*TASK MATERIAL*:
----------

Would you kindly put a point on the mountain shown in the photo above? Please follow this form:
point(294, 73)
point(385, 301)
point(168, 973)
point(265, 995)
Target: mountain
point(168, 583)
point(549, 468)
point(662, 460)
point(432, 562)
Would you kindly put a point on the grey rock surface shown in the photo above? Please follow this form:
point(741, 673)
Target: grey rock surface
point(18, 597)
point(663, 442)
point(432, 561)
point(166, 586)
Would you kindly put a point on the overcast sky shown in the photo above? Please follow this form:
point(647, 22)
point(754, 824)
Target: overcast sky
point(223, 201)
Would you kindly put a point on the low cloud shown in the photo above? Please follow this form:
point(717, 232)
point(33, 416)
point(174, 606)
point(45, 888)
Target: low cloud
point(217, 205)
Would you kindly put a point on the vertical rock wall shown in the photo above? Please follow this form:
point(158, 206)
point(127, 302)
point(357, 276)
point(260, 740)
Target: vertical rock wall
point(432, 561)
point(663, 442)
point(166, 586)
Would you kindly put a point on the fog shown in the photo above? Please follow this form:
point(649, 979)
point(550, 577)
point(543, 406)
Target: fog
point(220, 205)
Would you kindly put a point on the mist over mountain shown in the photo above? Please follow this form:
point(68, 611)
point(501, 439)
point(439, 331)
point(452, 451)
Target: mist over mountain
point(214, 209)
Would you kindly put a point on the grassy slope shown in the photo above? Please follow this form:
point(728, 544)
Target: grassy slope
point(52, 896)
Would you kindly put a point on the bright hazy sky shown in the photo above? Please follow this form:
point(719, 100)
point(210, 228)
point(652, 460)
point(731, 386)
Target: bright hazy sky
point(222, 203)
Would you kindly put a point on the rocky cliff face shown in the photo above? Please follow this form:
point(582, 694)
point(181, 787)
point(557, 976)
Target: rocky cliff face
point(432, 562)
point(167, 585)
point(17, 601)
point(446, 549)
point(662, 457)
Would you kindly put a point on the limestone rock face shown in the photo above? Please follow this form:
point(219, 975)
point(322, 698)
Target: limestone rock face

----------

*TASK*:
Please rewrite everything from the line containing "Would you kindly put a point on the fog" down to the end of the lines, requests included, and nothing else. Multiply each point coordinate in the answers by 0.8 and round it to a whole number, with halves going up.

*SOLUTION*:
Would you kindly put a point on the fog shown in the photo above? Please follow this form:
point(649, 979)
point(550, 577)
point(543, 406)
Target: fog
point(176, 164)
Would you kindly put a point on the mist over mountain shown in the photo above? Please follow this form:
point(68, 611)
point(501, 439)
point(439, 331)
point(452, 451)
Target: mist over mountain
point(171, 167)
Would you kindly put a point on the grassy slope shown in the photo above? Please follow this form:
point(728, 544)
Target: grassy slope
point(42, 717)
Would you kindly put a point on the bright hazy sky shown in the photo above? Please follow this form:
point(719, 100)
point(210, 228)
point(652, 460)
point(731, 386)
Target: bright hazy sky
point(178, 162)
Would you kindly put a point on the rocky cliff face shown in the photo above? Please follow this form:
point(582, 694)
point(181, 787)
point(557, 976)
Target: rocky cliff face
point(346, 450)
point(134, 468)
point(14, 481)
point(357, 439)
point(530, 366)
Would you kindly put a point on the limestone rock face shown in the photo above? Please follow this form:
point(219, 975)
point(322, 698)
Target: limestone rock face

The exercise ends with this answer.